• RECORDS TO PROCESS:
----------

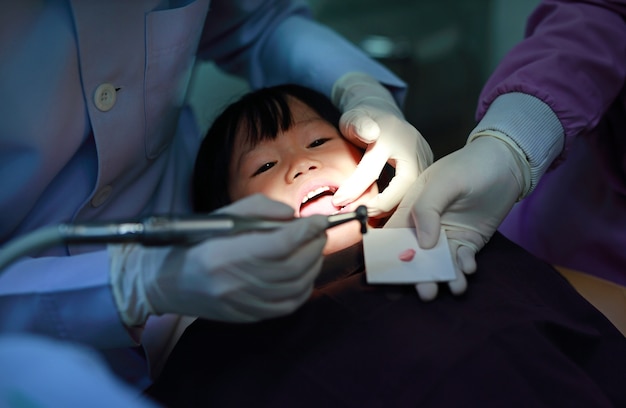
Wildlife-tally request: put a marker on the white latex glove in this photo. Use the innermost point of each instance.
(468, 193)
(242, 278)
(371, 117)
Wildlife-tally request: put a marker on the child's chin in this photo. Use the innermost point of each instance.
(342, 236)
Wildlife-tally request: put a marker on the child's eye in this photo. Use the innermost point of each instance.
(319, 142)
(265, 167)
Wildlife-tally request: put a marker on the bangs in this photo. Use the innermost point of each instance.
(263, 116)
(258, 116)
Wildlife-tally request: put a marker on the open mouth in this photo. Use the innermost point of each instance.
(319, 201)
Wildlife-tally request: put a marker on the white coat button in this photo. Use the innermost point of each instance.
(101, 196)
(104, 97)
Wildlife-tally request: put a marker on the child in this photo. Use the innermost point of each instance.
(521, 337)
(285, 143)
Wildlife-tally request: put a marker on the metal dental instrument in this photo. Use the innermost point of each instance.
(154, 231)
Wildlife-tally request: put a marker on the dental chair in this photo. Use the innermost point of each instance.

----------

• WHAT IS ASKED:
Please reproduce the whole listing above verbatim, with every line and point, but leave out the pictures.

• EXERCISE ANSWER:
Wildlife-tally request: put a marker on the white latex glove in this photo. Use the innermost point of each instance.
(468, 193)
(242, 278)
(371, 117)
Wildlife-tally request: put a marker on the child's chin in this photo. Use the innermost point of each instance.
(342, 236)
Wildlife-tally request: put a marker on the child's eye in this photo. Use the innermost point of each instance.
(319, 142)
(265, 167)
Wildlife-tally request: put a marker on the bangs in this photo. Use the innermost point of each instance.
(263, 116)
(258, 116)
Wildlife-tally request: put a marker on the open mouth in this photo. Use the innermost point of each instance.
(319, 201)
Wildlife-tally request: put a marker on the white coat button in this photo. Use the innermost point of each instance.
(101, 196)
(104, 97)
Wildlife-tally request: put a marker on the child in this photo. Use the innermost point of each instance.
(521, 337)
(285, 143)
Wildlife-tally request: put a marker on the metal dental instrument in this photo. Use the innermost point of each instance.
(154, 231)
Wildlife-tally request: put a marker on the dental chair in this photo. Use the innermost point of each instance.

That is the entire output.